Nestes termos e no mais de direito aplicável deve a presente acção ser julgada procedente por provada e em consequência:
a) Ser anulada a decisão de redução salarial que afectou o Autor, nos termos do art. 46.º, n.º 2, a) e 50.º, n.º 1, CPTA;
b) Ser o MEID condenado ao pagamento de uma indemnização por danos patrimoniais no valor de €100 (pelo não pagamento atempado da prestação mensal do crédito à habitação), tal como o pagamentos dos juros de mora à taxa legal pelo atraso no pagamento do montante total do salário até ao integral pagamento, e por danos não patrimoniais, no valor de €5.000, pela frustração das expectativas e pela angústia perante a difícil situação económica em que se encontra, de acordo com o art. 37.º, n.º 2, al. f), CPTA.
c) Ser anulado o acto que determina a construção do Aeroporto, 46.º, n.º2, a) e 50.º, n.º1, CPTA; subsidiariamente, se se entender que tal não é oportuno, pede-se a condenação do MOPTC no pagamento de uma indemnização no valor de 8.000 € pelos danos patrimoniais e não patrimoniais derivados pela diminuição da qualidade de vida causada pela construção, nos termos do art. 37.º, n.º 2, al. g), CPTA.

O QUE FAZER =
**A)** Copie sem alterações as linhas, começando pela que contém "Point out the tire in this photo." e seguindo até à última linha, ambas incluídas.
**B)** Retome o texto sobre os pedidos da acção administrativa a partir do ponto em que termina.

LINHAS FORNECIDAS =
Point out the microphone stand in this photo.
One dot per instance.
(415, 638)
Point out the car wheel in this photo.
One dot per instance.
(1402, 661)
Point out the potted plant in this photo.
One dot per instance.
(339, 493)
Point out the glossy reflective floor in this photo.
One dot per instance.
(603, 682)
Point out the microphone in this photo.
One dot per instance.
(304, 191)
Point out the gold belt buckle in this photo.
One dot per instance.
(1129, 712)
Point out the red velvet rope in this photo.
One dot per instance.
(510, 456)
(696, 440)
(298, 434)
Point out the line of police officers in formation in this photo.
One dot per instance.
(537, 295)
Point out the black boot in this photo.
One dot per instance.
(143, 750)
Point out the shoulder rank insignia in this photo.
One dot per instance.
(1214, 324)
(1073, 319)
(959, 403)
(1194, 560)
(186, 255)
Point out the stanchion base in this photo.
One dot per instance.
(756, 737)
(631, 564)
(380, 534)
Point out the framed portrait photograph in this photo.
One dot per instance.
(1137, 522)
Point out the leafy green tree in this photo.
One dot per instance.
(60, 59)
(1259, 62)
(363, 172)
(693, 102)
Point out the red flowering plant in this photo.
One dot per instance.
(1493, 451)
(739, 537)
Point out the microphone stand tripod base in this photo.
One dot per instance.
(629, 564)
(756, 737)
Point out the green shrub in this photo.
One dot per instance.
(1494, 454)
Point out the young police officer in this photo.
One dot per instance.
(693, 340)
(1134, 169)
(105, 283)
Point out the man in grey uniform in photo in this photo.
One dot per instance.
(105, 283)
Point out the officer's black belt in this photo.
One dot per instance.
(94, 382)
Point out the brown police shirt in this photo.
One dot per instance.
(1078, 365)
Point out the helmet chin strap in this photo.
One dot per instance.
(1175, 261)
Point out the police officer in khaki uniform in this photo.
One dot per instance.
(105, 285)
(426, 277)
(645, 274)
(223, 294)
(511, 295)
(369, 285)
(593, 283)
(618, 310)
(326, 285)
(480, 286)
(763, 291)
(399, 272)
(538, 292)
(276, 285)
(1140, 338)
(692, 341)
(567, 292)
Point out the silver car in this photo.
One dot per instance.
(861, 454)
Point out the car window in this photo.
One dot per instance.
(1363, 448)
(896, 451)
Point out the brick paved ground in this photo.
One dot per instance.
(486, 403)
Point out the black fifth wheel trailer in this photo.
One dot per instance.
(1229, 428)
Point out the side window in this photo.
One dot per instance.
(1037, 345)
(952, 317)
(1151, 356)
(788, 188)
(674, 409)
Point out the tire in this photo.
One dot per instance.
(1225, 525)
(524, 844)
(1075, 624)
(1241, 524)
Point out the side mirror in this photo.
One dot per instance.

RESULTADOS POR TAREFA =
**A)**
Point out the tire in this photo.
One dot per instance.
(1225, 525)
(524, 844)
(1075, 624)
(1241, 524)
Point out the side mirror in this photo.
One dot per instance.

**B)**
Para tanto requer-se a citação do MEID, do MOPTC e da empresa Sóbetão para contestar, querendo, seguindo-se os demais termos do processo até final.
Arrola-se como testemunhas:
- António Jerónimo Mendonça, economista reputado, com residência na Rua da Economia Paralela, n.º 17, 1600-444 Lisboa.
- Antónia Menezes Pina, funcionária do departamento de recursos humanos do MEID, com residência na Rua das Externalidades Positivas, n.º 13, 1302-002 Lisboa.
- João Silva Pereira, engenheiro civil, com residência na Rua do Pecado Original, n.º 33, 1200-55 Lisboa.
Valor da acção: € 5114, 23 mais juros vincendos.
Junta:
- Parecer do Professor Doutor Garcia Pereira;
- Registo predial do imóvel do Autor;
- Recibo anterior e recibo posterior à redução salarial;
- Comprovativo de pagamento da Taxa de Justiça Inicial;
- Procuração forense.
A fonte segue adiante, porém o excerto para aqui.